Your goal:
Give the lines from the one containing "antenna in the photo above." through the last line, inclusive, as a numbered list, leaving out any blank lines.

>> begin Extracted entries

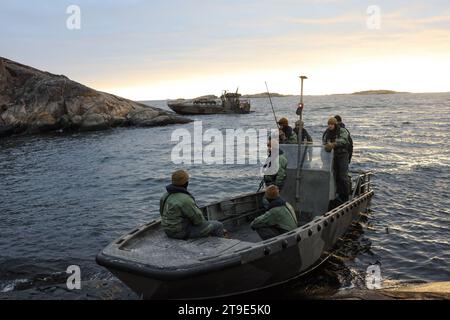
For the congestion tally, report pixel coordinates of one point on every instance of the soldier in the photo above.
(337, 139)
(306, 137)
(278, 178)
(350, 140)
(279, 218)
(287, 134)
(181, 217)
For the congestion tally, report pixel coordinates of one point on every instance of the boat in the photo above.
(227, 103)
(156, 267)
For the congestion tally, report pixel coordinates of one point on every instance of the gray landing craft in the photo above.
(156, 267)
(228, 103)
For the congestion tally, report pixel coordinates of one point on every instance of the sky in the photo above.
(149, 50)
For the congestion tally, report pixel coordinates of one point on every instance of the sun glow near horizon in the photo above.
(147, 51)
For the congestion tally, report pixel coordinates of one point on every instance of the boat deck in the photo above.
(153, 247)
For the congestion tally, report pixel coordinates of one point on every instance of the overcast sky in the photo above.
(169, 49)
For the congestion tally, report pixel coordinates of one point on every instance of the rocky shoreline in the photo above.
(35, 101)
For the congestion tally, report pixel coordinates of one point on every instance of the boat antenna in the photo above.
(299, 155)
(271, 104)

>> end Extracted entries

Solution to the problem:
1. For the congestion tally, report pixel coordinates of one point on every instance of the boat antenna in the photo above.
2. (299, 155)
3. (271, 104)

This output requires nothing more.